In the page on the Ili Rebellion below, which units listed under "Units involved" are described as Hui Chinese Muslim?

### Page extract
_____
Commanders and leaders
- Chiang Kai-shek; Bai Chongxi; Ma Bufang; Zhang Zhizhong; Ma Chengxiang; Ma Xizhen; Han Youwen; Liu Bindi †; Osman Batur; Yulbars Khan; Masud Sabri;: Elihan Tore; Ehmetjan Qasimi; Abdukerim Abbasov; Piotr Alexandrov; Povel Maskolyov; Zunun Taipov; Seypidin Azizi; Ishaq Beg Munonov; Dalelkhan Sugirbayev; Fotiy Leskin; Ivan Polinov;

Units involved
- National Revolutionary Army 100,000 infantry and cavalry Han Chinese 2nd Army (4 divisions); Hui Chinese Muslim 5th Cavalry Army; Hui Chinese Muslim 42nd Cavalry Army; Hui Chinese Muslim 14th Cavalry regiment; Kazakh, Mongol, and White Russians Kuomintang loyalists; ;: East Turkestan National Army; Thousands of Soviet Red Army troops;

Casualties and losses
- Total casualties unknown, many Chinese civilians killed in Ili alongside a number of Chinese soldiers: Total casualties unknown, heavy losses among Russian settlers fighting for the Second East Turkestan Republic, many civilian and military losses taken

= Ili Rebellion =

1944–1946 uprising in northern Xinjiang, China

The Ili Rebellion (伊宁事变 (伊寧事變, Yīníng Shìbiàn)) was a separatist uprising by the Turkic peoples of northern Xinjiang (East Turkestan) against the Kuomintang government of the Republic of China, from 1944 to 1946. The Ili Rebellion began with the East Turkestan National Revolution, known in Chinese historiography as the Three Districts Revolution (三区革命 (三區革命, Sān-qū Gémìng); ئۈچ ۋىلايەت ئىنقىلابى), which saw the establishment of the Second East Turkestan Republic. The leadership was dominated by Uyghurs, but the population consisted mostly of Kazakhs.

== Background ==
The Soviet Union installed Sheng Shicai as its puppet ruler in Xinjiang in the 1934 Soviet Invasion of Xinjiang and later further entrenched its position in the Islamic rebellion in Xinjiang (1937). Soviet Red Army forces were stationed in Xinjiang oases, such as the Soviet "Eighth Regiment" in Hami, and Soviet technicians and engineers flooded the province. During the Second World War, the Kuomintang government of the Republic of China sought to undermine the Soviet presence in Xinjiang and to retake the province from Soviet control. The Kuomintang worked with the Hui Muslim Ma Clique warlord of Qinghai, General Ma Bufang, to build up its military forces around Xinjiang and to increase the pressure on Sheng Shicai and the Soviets.
_____
### Data section
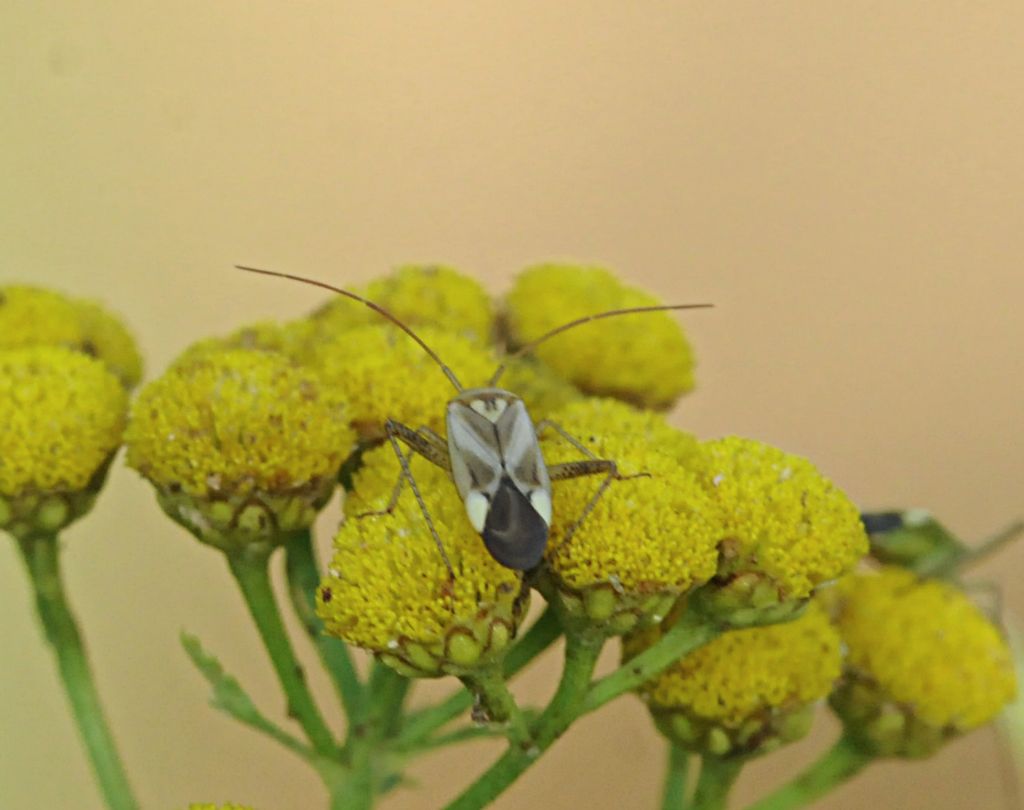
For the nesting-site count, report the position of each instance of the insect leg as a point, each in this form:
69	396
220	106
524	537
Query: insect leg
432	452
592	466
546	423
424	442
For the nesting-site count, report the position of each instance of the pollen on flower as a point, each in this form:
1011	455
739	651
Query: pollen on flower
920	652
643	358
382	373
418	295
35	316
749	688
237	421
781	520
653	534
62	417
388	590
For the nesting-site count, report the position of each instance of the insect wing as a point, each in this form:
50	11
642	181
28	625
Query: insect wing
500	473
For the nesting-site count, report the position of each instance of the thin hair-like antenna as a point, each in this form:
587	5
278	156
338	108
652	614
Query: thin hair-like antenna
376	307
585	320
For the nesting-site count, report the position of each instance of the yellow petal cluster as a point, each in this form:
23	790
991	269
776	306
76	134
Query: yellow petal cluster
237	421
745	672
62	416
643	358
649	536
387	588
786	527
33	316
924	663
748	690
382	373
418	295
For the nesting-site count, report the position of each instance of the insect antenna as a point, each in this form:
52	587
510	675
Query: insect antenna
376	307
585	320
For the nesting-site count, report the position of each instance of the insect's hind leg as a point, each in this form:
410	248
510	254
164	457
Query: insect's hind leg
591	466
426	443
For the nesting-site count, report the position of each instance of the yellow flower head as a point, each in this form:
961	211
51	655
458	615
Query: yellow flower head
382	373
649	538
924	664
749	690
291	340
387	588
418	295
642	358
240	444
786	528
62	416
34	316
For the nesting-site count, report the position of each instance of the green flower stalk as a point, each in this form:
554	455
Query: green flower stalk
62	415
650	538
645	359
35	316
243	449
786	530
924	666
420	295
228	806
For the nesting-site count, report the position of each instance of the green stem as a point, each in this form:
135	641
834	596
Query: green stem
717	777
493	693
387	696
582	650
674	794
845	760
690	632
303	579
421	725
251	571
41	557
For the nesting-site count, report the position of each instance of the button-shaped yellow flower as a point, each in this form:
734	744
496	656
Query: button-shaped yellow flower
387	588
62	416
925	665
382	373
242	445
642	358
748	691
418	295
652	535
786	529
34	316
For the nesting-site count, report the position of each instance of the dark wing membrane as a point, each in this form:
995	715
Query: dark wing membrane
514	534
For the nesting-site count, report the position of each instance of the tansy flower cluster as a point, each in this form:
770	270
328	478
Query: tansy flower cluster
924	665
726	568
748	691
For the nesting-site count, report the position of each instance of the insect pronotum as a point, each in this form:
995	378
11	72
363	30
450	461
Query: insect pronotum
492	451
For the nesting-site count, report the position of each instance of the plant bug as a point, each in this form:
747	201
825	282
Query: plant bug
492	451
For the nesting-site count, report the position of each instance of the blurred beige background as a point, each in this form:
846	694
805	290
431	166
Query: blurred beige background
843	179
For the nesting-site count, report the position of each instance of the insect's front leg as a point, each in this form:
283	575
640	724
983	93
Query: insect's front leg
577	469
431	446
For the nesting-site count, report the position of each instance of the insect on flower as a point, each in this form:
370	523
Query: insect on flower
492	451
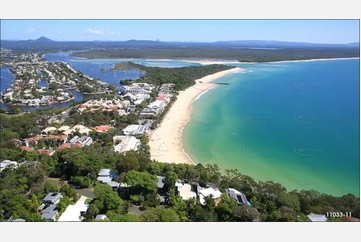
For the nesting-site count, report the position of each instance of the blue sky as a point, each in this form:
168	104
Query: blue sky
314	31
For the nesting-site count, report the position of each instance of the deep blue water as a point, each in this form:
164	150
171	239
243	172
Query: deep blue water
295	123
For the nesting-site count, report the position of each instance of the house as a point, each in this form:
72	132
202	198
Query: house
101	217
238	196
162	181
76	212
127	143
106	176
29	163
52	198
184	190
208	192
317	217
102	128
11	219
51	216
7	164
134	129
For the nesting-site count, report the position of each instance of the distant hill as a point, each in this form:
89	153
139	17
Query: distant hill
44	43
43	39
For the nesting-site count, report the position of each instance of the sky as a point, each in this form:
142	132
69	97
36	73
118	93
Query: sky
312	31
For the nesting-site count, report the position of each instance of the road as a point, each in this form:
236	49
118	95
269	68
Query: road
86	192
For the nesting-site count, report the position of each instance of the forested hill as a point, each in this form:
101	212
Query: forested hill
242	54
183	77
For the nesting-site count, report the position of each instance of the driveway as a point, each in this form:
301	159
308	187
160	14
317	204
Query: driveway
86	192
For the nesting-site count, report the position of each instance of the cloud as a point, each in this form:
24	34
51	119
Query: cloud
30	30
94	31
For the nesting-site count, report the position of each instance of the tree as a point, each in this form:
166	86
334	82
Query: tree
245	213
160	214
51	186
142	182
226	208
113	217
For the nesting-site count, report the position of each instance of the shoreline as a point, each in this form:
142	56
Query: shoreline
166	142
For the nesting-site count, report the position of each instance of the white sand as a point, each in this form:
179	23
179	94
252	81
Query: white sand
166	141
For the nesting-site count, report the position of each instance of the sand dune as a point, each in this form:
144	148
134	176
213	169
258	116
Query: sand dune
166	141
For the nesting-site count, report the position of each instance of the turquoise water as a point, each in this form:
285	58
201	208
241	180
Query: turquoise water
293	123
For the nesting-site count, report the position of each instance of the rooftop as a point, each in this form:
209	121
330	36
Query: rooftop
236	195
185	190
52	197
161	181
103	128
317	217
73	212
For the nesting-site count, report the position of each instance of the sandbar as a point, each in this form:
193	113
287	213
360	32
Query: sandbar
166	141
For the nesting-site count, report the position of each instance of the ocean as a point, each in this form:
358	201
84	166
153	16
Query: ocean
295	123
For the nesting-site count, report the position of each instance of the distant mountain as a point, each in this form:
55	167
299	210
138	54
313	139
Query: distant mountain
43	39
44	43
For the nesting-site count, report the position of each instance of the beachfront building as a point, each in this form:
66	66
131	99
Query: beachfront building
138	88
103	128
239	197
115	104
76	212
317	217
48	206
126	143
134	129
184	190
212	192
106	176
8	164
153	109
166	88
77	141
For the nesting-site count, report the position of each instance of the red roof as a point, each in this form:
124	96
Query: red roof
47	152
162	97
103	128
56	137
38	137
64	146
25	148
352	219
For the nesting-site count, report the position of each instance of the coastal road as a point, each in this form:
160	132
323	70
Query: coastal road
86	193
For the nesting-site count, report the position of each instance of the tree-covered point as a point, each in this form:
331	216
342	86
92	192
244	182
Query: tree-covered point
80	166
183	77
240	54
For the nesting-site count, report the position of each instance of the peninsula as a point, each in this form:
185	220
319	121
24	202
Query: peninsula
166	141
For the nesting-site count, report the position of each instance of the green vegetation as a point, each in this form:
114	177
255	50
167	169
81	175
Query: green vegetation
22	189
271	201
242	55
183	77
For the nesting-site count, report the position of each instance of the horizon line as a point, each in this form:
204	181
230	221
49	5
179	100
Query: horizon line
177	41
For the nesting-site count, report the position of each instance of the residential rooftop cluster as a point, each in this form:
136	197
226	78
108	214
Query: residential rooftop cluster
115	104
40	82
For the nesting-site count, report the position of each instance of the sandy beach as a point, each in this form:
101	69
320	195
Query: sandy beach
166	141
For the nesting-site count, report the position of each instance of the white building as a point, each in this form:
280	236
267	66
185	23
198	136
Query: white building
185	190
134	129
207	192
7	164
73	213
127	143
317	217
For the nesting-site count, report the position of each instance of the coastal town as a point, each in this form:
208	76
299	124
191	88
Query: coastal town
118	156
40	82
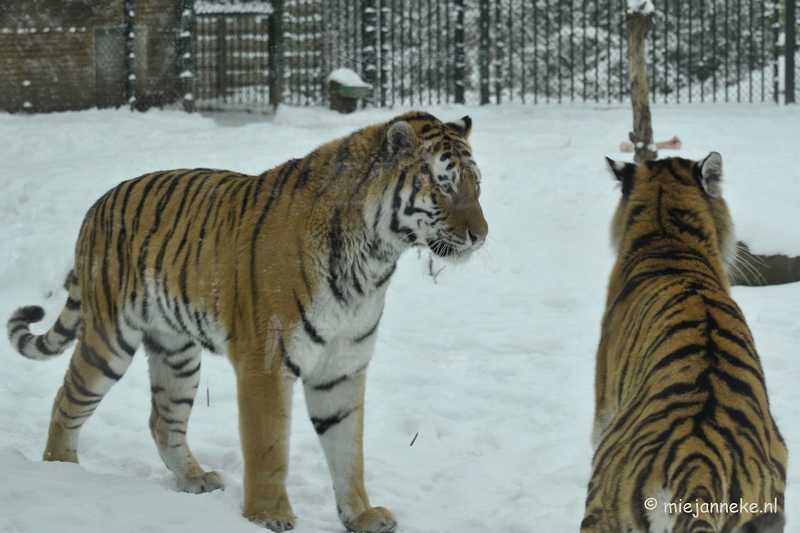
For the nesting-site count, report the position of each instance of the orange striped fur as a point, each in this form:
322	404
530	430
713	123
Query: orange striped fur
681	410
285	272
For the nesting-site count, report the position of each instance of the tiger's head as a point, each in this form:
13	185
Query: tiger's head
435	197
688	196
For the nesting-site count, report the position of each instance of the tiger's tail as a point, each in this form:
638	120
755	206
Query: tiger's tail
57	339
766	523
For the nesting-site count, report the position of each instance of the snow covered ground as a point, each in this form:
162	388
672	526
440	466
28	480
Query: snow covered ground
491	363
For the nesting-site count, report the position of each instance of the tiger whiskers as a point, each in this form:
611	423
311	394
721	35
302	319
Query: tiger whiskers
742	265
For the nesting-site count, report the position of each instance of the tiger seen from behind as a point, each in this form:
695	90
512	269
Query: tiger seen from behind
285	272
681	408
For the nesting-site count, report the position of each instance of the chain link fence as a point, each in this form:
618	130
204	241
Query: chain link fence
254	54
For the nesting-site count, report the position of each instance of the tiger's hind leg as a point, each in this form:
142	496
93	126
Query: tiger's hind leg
_____
### Exercise answer
- 5th Cavalry Army
- 42nd Cavalry Army
- 14th Cavalry regiment